▸ AUSGEWÄHLTER AUSZUG
- - - -
Dass man Fleisch und Milch nicht mischen darf und beides strikt voneinander trennt, gehört zum Grundwissen über das Judentum. Diese Mizwa wurde abgeleitet aus dem Satz »Du sollst das Zicklein nicht in der Milch seiner Mutter kochen« (2. Buch Moses 23,19). Daraus wurde die Halacha, grundsätzlich Fleisch und Milch nicht zusammen zu kochen oder gar zu verzehren. Dies umfasst natürlich auch alle Produkte, die aus Fleisch oder Milch hergestellt werden.
Übrigens wird auch Geflügel als Fleisch betrachtet. Wer sich also um eine gewisse Observanz bemüht, der verzichtet auf diese Mischung und hält Wartezeiten zwischen den Mahlzeiten ein.
lachs Ein wenig schwerer abzuleiten ist der Brauch, Fisch und Milch nicht gemeinsam zu verzehren. In der Praxis würde dies bedeuten: Challe mit Lachs und Käse oder Butter ist nicht erlaubt! Die Suche nach den Quellen des Brauches, Fisch und Milch zu trennen, ist eine kleine Detektivarbeit. Denn diese Gepflogenheit leitet sich nicht direkt aus der Tora ab, sondern begegnet uns erst in der halachischen Literatur.
Im Talmud heißt es, man dürfe Fisch und Milch zusammen essen: »Jegliches Fleisch darf nicht mit Milch zusammen gekocht werden. Außer dem Fleisch des Fisches« (Chullin 103b).
Wie kommen wir also auf den Brauch, es doch nicht zu tun? Dies geht offenbar auf Rabbiner Josef Karo zurück (1488–1575), den Verfasser des Schulchan Aruch. In seinem Werk Beit Josef kommentiert er Ja’akow ben Aschers (1269–1343) Arba’ah Turim, kurz »Tur«, und stellt fest, dass es grundsätzlich wohl erlaubt sei, Milch und Fisch zu mischen. Überraschenderweise kommt er dann aber zu dem Schluss, dass es wohl doch nicht in Ordnung sei: »Fisch sollte nicht mit Milch gegessen werden, wegen der Gefahr, wie sie in Orach Chajim 173 beschrieben wird« (Jore Deah 87).
- - - -
▸ AUSZÜGE AUS DATENSÄTZEN

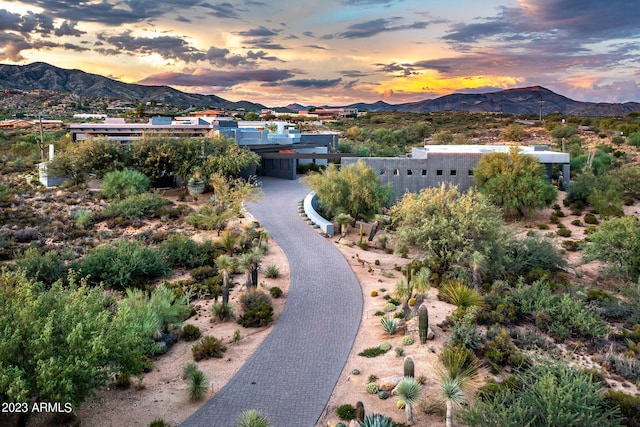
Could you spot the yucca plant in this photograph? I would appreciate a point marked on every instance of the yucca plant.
(462, 296)
(408, 391)
(376, 420)
(197, 385)
(458, 375)
(252, 418)
(389, 324)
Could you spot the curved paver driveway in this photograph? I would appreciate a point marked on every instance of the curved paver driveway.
(292, 374)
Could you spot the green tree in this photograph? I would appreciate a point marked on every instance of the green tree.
(544, 395)
(353, 189)
(58, 345)
(514, 181)
(123, 183)
(78, 159)
(617, 242)
(448, 227)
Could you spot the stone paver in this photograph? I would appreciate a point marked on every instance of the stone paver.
(291, 376)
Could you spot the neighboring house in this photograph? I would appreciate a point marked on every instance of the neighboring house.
(432, 165)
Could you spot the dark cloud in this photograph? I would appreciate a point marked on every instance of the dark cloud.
(353, 73)
(261, 55)
(68, 28)
(558, 22)
(377, 26)
(395, 68)
(217, 77)
(222, 10)
(314, 83)
(168, 47)
(258, 32)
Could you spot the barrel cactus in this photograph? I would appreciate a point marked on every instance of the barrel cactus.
(408, 367)
(360, 411)
(423, 323)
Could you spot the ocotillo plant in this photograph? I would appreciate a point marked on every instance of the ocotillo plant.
(423, 323)
(408, 367)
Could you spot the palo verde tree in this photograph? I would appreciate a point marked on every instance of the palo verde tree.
(449, 227)
(353, 189)
(514, 181)
(61, 344)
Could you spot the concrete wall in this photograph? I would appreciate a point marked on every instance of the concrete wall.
(412, 175)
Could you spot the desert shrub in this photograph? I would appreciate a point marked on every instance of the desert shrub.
(346, 412)
(138, 206)
(407, 340)
(178, 250)
(571, 245)
(208, 347)
(464, 332)
(190, 332)
(222, 311)
(389, 307)
(252, 418)
(628, 404)
(188, 370)
(83, 219)
(254, 298)
(372, 388)
(42, 267)
(546, 394)
(534, 252)
(272, 272)
(462, 296)
(275, 292)
(591, 219)
(257, 316)
(375, 351)
(198, 385)
(203, 273)
(123, 183)
(625, 366)
(127, 263)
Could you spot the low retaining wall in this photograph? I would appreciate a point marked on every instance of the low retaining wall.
(309, 209)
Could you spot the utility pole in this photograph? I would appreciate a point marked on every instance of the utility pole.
(41, 144)
(541, 102)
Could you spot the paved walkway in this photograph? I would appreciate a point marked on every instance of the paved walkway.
(292, 374)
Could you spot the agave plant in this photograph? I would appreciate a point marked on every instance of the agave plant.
(376, 420)
(252, 418)
(408, 391)
(389, 324)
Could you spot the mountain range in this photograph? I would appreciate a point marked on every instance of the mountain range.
(533, 100)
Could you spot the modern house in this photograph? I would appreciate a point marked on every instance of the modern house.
(281, 152)
(432, 165)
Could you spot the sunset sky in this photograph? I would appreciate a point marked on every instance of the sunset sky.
(336, 52)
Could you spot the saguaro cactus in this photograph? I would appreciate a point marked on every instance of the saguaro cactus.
(408, 367)
(423, 323)
(360, 411)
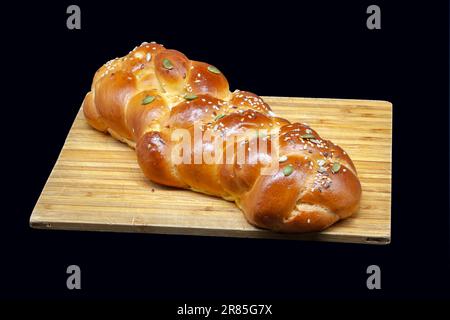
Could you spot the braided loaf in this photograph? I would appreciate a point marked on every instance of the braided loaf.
(142, 98)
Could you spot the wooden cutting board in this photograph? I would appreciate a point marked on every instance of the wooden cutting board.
(96, 183)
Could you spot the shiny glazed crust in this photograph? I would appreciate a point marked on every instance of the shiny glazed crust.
(315, 185)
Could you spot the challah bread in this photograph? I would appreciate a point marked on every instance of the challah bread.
(144, 97)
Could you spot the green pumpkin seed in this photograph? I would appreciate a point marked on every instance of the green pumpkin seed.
(148, 99)
(213, 69)
(190, 96)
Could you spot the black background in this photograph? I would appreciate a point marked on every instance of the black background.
(314, 49)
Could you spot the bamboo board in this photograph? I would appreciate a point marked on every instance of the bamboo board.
(96, 183)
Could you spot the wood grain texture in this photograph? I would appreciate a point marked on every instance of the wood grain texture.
(96, 183)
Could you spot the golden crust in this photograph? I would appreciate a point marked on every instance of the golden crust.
(143, 97)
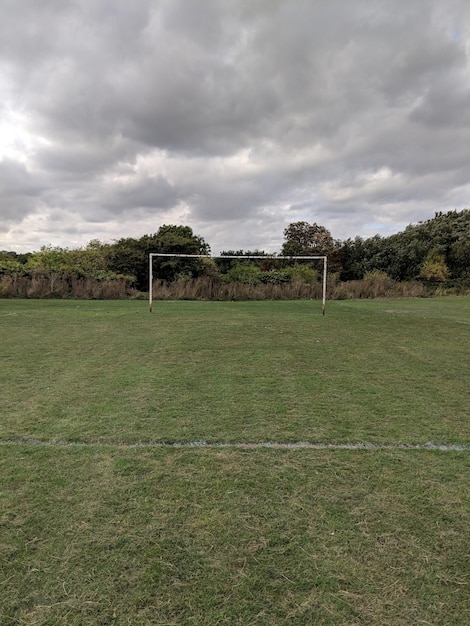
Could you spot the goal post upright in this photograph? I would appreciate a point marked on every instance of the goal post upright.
(239, 257)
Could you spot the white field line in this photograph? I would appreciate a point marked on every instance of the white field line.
(296, 445)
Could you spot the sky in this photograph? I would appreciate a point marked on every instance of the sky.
(234, 117)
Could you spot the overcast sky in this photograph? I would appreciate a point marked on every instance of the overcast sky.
(235, 117)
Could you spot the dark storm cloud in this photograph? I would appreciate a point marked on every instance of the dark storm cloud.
(234, 116)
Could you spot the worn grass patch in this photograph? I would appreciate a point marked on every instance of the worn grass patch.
(390, 371)
(108, 534)
(94, 536)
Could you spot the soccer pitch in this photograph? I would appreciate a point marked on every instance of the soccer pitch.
(155, 469)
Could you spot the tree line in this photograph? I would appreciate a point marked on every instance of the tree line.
(433, 253)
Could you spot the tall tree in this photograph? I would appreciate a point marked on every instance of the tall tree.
(304, 239)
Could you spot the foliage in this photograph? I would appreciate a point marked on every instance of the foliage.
(403, 255)
(302, 238)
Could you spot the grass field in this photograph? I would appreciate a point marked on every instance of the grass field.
(99, 525)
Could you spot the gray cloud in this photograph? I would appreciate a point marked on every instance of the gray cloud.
(234, 117)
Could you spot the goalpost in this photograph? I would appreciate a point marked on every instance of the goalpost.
(239, 257)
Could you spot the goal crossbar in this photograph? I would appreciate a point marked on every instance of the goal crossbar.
(239, 257)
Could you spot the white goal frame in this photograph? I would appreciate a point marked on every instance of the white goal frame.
(239, 257)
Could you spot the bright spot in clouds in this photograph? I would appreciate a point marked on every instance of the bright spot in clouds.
(235, 118)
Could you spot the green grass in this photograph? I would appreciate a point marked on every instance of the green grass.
(111, 534)
(387, 371)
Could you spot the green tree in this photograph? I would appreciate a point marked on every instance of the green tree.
(434, 267)
(131, 256)
(304, 239)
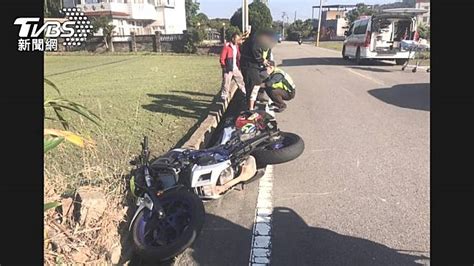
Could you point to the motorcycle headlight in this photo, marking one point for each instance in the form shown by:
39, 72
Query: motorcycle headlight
132, 186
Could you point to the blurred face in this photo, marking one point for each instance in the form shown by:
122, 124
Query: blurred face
268, 41
237, 39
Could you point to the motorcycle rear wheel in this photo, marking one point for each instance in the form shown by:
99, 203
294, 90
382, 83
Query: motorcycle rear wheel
287, 148
160, 240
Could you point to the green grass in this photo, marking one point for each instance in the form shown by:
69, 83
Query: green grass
160, 96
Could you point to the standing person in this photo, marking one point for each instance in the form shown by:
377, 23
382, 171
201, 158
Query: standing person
230, 62
256, 53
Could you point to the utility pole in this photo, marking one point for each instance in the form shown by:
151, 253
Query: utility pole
245, 15
319, 22
283, 15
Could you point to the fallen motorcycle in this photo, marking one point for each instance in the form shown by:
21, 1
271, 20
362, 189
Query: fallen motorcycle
169, 216
212, 172
282, 146
169, 190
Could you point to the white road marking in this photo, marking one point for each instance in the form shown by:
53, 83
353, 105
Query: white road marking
365, 76
260, 251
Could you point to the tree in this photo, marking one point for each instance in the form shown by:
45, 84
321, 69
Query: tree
192, 9
299, 28
201, 18
360, 10
424, 31
216, 23
231, 30
105, 23
260, 17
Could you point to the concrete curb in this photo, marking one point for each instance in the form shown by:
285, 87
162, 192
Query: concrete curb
201, 136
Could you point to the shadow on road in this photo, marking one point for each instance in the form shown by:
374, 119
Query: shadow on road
373, 69
296, 243
329, 61
293, 243
412, 96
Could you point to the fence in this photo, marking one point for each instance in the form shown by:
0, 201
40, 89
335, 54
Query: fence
131, 43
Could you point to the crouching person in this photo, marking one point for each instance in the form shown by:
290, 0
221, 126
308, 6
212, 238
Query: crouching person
279, 87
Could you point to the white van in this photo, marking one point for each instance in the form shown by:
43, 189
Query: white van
380, 36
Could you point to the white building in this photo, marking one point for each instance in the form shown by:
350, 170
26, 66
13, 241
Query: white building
139, 16
424, 4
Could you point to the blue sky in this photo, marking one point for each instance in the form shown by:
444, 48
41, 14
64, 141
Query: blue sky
225, 8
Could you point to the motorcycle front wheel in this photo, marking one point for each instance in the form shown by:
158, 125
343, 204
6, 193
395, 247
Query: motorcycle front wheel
287, 147
157, 240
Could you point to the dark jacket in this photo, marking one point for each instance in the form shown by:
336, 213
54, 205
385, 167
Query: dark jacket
227, 57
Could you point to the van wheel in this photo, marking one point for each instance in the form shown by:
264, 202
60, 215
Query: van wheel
358, 59
344, 56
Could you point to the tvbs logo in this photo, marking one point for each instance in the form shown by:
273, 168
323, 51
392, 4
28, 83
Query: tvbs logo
73, 31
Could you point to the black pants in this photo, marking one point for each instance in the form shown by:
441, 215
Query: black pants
279, 97
252, 78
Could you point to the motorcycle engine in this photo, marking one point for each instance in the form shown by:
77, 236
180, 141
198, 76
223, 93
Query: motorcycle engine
225, 176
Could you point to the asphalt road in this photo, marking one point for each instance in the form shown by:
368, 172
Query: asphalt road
359, 194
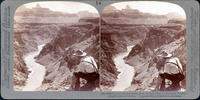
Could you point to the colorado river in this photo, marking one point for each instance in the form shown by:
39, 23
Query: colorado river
36, 76
126, 71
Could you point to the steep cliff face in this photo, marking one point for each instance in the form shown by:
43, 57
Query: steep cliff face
114, 39
82, 35
26, 39
169, 37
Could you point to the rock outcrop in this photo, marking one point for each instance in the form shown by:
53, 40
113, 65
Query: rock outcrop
82, 35
169, 37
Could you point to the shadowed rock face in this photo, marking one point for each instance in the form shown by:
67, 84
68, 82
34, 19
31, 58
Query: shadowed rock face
169, 37
82, 35
26, 39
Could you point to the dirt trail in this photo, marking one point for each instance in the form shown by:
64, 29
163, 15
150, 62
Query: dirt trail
126, 71
36, 76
- - - -
▸ AUFGABE 1
Welche Talmudstelle nennt der Auszug über das Trennen von Fisch und Milch als Beleg dafür, dass Fisch mit Milch gegessen werden darf?
▸ AUFGABE 2
Schreib den Auszug über Fleisch, Milch und Fisch in den jüdischen Speisegesetzen im Anschluss an seinen letzten Satz weiter.

▸ ANTWORTFELD 1
Chullin 103b

▸ ANTWORTFELD 2
Die halachischen Werke haben viele Elemente des Internets mit Querverweisen und Diskussionen an anderer Stelle praktisch schon vorweggenommen und arbeiten ähnlich. Man müsste also nur dem »Link« zu Orach Chajim, eines Teils des Schulchan Aruch, folgen, um den Grund zu erfahren. An dieser Stelle geht es jedoch nicht um Fisch und Milch, sondern um Fisch und Fleisch.
Ausschlag Schon Rabbiner Mosche Isserles (1525–1572) geht in Darchej Mosche, seinem Kommentar zum Schulchan Aruch, davon aus, Milch und Fisch zu trennen, sei wohl im besten Falle ein Rechtschreibfehler. Tatsächlich gibt es nämlich die Ansicht, Fisch und Fleisch zu trennen. Bereits im Talmud wird darauf hingewiesen, dass es sein könnte, dass der Verzehr dieser Mischung zu Tza’arat führt (Pessachim 76b) – das ist schwerer Ausschlag, der nach der Tora Menschen und Häuser befallen kann. Es sei also eine Gefährdung der Gesundheit. Doch von Milch ist dort nicht die Rede.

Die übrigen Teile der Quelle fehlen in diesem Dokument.